_Task brief_: Can you quote the material word for word, starting at the line that contains "Isolate front bumper in the photo." and ending at the line that contains "[151,178,283,317]", with both of those lines included and the pictures left out?

Excerpts from a detection dataset
⁂
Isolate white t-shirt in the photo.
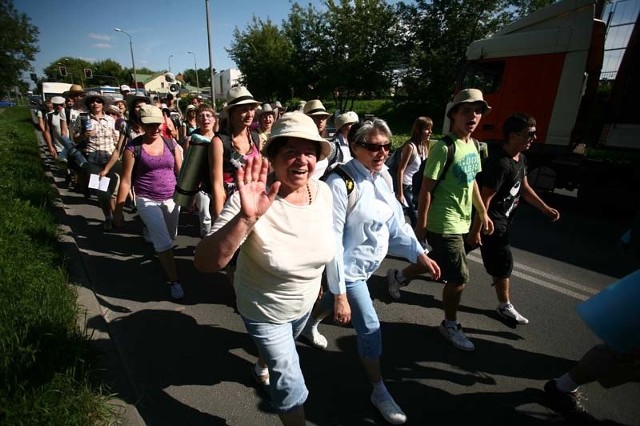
[211,180,336,324]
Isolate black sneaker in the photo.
[544,380,587,416]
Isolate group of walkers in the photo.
[43,86,632,425]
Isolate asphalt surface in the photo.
[41,137,640,426]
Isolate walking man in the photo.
[474,113,560,324]
[387,89,493,351]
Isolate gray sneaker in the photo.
[496,303,529,324]
[438,321,476,352]
[169,281,184,300]
[387,269,401,300]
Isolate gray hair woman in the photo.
[303,119,440,424]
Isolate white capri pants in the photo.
[136,197,180,253]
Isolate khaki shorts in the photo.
[427,231,469,285]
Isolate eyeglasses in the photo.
[516,132,536,139]
[356,142,391,152]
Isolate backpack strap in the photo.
[333,164,358,216]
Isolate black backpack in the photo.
[412,135,483,199]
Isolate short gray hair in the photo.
[352,118,391,143]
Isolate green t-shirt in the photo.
[424,134,481,234]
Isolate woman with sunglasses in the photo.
[303,119,440,424]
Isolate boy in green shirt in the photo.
[387,89,493,351]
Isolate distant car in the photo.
[0,99,16,108]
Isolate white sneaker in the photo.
[169,281,184,300]
[301,323,329,349]
[387,269,400,300]
[496,303,529,324]
[438,321,476,352]
[371,395,407,425]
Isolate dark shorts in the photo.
[480,232,513,279]
[427,231,469,285]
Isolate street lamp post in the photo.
[114,28,138,93]
[187,51,200,94]
[204,0,216,109]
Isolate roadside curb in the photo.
[42,141,146,426]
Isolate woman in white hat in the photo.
[194,112,335,425]
[209,86,260,218]
[114,105,184,300]
[257,103,278,147]
[180,104,199,149]
[303,119,440,424]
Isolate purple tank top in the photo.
[127,143,176,201]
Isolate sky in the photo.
[13,0,640,85]
[13,0,398,83]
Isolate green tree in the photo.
[317,0,398,111]
[88,59,128,86]
[398,0,553,121]
[227,16,293,101]
[0,0,39,95]
[283,3,327,99]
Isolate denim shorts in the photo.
[427,231,469,285]
[242,312,311,414]
[320,281,382,360]
[136,197,180,253]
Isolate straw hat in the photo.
[84,92,107,109]
[447,89,491,118]
[139,105,164,124]
[63,84,84,96]
[302,99,331,117]
[223,86,260,111]
[260,103,276,116]
[264,111,331,161]
[336,111,359,130]
[125,93,151,111]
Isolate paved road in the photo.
[43,147,640,426]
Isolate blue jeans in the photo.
[320,281,382,360]
[242,312,310,414]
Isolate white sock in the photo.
[253,363,269,377]
[444,318,458,327]
[555,373,578,393]
[371,380,391,401]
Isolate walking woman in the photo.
[194,112,336,426]
[114,105,184,300]
[393,117,433,226]
[303,119,440,424]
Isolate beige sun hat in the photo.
[62,84,84,96]
[259,103,276,116]
[223,86,260,111]
[84,92,108,109]
[264,111,331,161]
[302,99,331,117]
[139,105,164,124]
[335,111,360,130]
[447,89,491,118]
[125,93,151,111]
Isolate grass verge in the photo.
[0,107,113,426]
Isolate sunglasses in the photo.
[516,132,536,138]
[356,142,391,152]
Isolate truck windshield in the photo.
[462,61,504,95]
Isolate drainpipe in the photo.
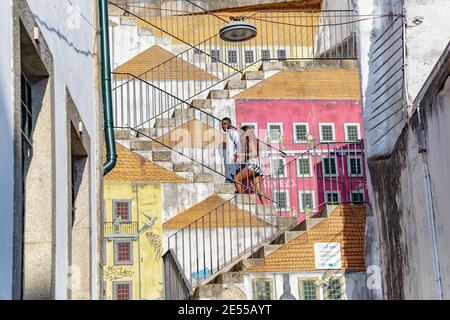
[98,0,117,175]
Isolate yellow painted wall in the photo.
[103,183,163,300]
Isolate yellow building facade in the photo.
[102,145,186,300]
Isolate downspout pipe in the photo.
[98,0,117,176]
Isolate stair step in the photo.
[173,163,194,172]
[284,231,306,243]
[191,99,211,109]
[208,90,230,99]
[260,61,283,71]
[193,173,214,183]
[214,183,236,194]
[152,151,172,162]
[242,71,264,80]
[225,80,247,90]
[130,140,154,151]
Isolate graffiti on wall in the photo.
[139,214,163,261]
[103,266,134,281]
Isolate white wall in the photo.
[0,0,14,300]
[28,0,99,299]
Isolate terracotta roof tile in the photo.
[163,195,268,229]
[114,45,216,81]
[104,144,189,182]
[249,205,366,272]
[234,69,360,100]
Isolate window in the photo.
[211,50,220,62]
[245,50,255,63]
[319,124,334,142]
[274,191,289,211]
[344,123,360,141]
[299,191,314,212]
[351,190,365,204]
[277,49,287,61]
[294,123,309,143]
[322,157,337,177]
[21,74,33,142]
[347,157,363,177]
[228,50,237,63]
[297,157,312,178]
[298,279,319,300]
[267,123,283,143]
[325,191,341,204]
[113,200,131,221]
[241,122,258,136]
[114,282,133,300]
[271,158,286,178]
[114,240,133,264]
[326,279,342,300]
[261,50,270,60]
[253,279,273,300]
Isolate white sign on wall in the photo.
[314,242,342,269]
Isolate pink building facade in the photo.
[235,99,368,219]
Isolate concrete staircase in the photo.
[194,205,337,300]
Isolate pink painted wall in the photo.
[236,100,369,220]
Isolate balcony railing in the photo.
[103,221,139,238]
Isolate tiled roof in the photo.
[104,144,189,182]
[249,205,366,272]
[234,69,360,100]
[152,119,225,149]
[138,8,320,49]
[163,195,268,229]
[114,45,216,81]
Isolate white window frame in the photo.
[244,49,256,64]
[344,123,361,141]
[322,156,339,178]
[295,156,314,178]
[266,122,284,143]
[324,190,342,203]
[241,122,259,137]
[270,158,287,178]
[292,122,309,143]
[298,190,316,212]
[347,156,364,178]
[319,122,336,142]
[350,189,366,203]
[273,189,290,212]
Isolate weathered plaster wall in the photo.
[0,0,14,300]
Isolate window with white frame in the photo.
[261,50,270,60]
[297,157,312,178]
[319,123,334,142]
[244,50,255,63]
[267,123,283,143]
[271,158,286,178]
[113,281,133,300]
[273,190,289,211]
[112,200,131,222]
[228,50,237,64]
[325,278,344,300]
[347,156,363,177]
[241,122,258,136]
[351,190,365,204]
[298,278,320,300]
[114,240,133,265]
[253,279,273,300]
[322,157,337,177]
[277,49,287,61]
[211,49,220,62]
[293,123,309,143]
[325,191,341,204]
[344,123,361,141]
[298,191,314,212]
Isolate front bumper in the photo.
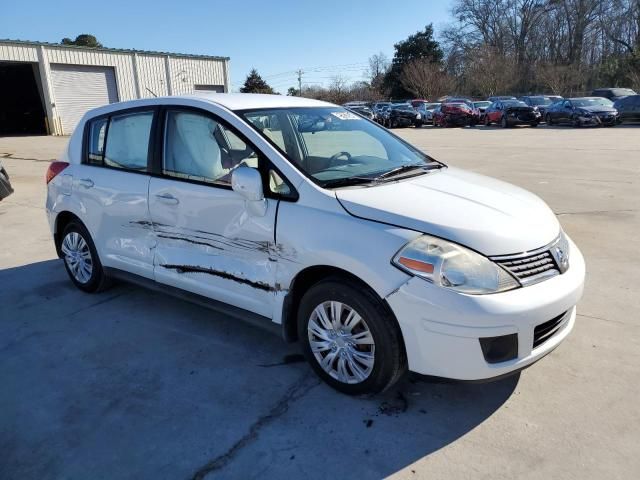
[387,236,585,380]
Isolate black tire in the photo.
[60,221,112,293]
[298,277,407,395]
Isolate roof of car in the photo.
[186,92,334,110]
[91,92,336,115]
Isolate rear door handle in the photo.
[156,193,180,205]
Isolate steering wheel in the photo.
[329,152,351,165]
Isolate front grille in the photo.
[533,312,569,348]
[493,250,560,285]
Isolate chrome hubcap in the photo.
[60,232,93,283]
[307,301,376,384]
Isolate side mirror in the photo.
[231,166,267,216]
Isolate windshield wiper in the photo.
[322,177,375,188]
[374,162,443,182]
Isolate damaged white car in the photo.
[46,94,585,394]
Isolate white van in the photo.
[46,94,585,394]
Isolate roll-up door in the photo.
[51,64,118,135]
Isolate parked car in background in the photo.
[613,95,640,123]
[473,100,491,122]
[46,94,585,394]
[518,95,562,119]
[409,98,429,108]
[591,87,637,102]
[416,103,441,125]
[0,161,13,201]
[371,102,391,124]
[487,95,517,103]
[387,103,422,128]
[345,105,374,120]
[545,97,618,127]
[446,97,480,126]
[484,100,541,128]
[433,101,477,127]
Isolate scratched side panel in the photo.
[149,178,282,317]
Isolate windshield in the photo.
[571,97,613,107]
[242,107,442,188]
[529,97,552,106]
[502,100,529,107]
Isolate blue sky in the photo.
[0,0,451,92]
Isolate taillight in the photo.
[46,162,69,184]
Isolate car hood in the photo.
[335,167,560,256]
[576,105,616,112]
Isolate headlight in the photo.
[551,230,571,273]
[392,235,520,294]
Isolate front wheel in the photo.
[298,278,407,395]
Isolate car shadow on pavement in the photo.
[0,260,519,478]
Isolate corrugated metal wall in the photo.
[0,41,229,134]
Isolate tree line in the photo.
[244,0,640,103]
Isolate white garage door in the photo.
[51,64,118,135]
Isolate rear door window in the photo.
[162,110,258,186]
[85,111,154,172]
[104,112,153,171]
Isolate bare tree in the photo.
[537,64,583,95]
[400,58,452,99]
[465,46,516,96]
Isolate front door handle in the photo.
[156,193,180,205]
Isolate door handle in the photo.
[156,193,180,205]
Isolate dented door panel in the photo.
[151,178,283,317]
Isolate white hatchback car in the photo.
[46,94,585,394]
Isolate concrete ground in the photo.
[0,127,640,480]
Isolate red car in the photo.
[433,102,477,127]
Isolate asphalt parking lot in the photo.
[0,126,640,480]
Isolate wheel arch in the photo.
[53,210,88,258]
[282,265,405,349]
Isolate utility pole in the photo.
[298,69,304,97]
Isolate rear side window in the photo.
[104,112,153,170]
[88,118,109,165]
[87,111,154,171]
[162,111,258,186]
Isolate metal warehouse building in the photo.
[0,40,229,135]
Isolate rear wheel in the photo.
[298,277,407,395]
[60,221,110,293]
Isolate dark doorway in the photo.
⁂
_Task result_:
Isolate front bumper in the photo.
[387,236,585,380]
Isolate black tire in the photo.
[60,221,112,293]
[298,277,407,395]
Isolate roof of car in the photo.
[186,92,334,110]
[91,92,336,115]
Isolate rear door handle in the photo.
[156,193,180,205]
Isolate steering wheel in the photo.
[329,152,351,165]
Isolate front grille in the photo.
[533,312,569,348]
[493,250,560,285]
Isolate chrome hubcap in the photo.
[60,232,93,283]
[307,301,376,384]
Isolate side mirror in the photo.
[231,166,267,216]
Isolate windshield wiper in the photo.
[322,177,375,188]
[374,162,443,182]
Isolate damaged white car in the photo.
[46,94,585,394]
Isolate white van in the photo.
[46,94,585,394]
Isolate roll-up door in the photo.
[51,64,118,135]
Isolate parked car in background in the photo.
[613,95,640,123]
[473,100,491,122]
[46,94,585,394]
[518,95,562,119]
[409,98,429,108]
[591,87,637,102]
[416,103,441,125]
[0,161,13,201]
[371,102,391,124]
[487,95,517,103]
[387,103,422,128]
[345,105,374,120]
[545,97,618,127]
[446,97,480,126]
[484,100,541,128]
[433,101,477,127]
Isolate scratched side panel in the photo.
[149,178,282,317]
Isolate windshield in the photo.
[571,97,613,107]
[242,107,442,188]
[529,97,552,106]
[502,100,529,107]
Isolate blue sky in the photo.
[0,0,451,92]
Isolate taillight in the photo.
[46,162,69,184]
Isolate car hood in the photo.
[335,167,560,256]
[576,105,616,112]
Isolate headlight in the photo.
[551,230,571,273]
[392,235,520,294]
Isolate front wheel in the photo.
[298,278,407,395]
Isolate car shadow on pavement in the photo.
[0,260,519,478]
Isolate corrugated metal wall in the photo.
[0,41,229,134]
Isolate tree line in the photo.
[244,0,640,103]
Isolate white garage door in the photo.
[51,64,118,135]
Isolate rear door window in the photo.
[162,110,258,186]
[85,111,154,172]
[104,112,153,171]
Isolate bare tree in the photo.
[537,64,583,95]
[400,58,452,99]
[465,46,516,96]
Isolate front door handle in the photo.
[156,193,180,205]
Isolate door handle in the photo.
[156,193,180,205]
Isolate dented door panel in the photo.
[151,178,283,317]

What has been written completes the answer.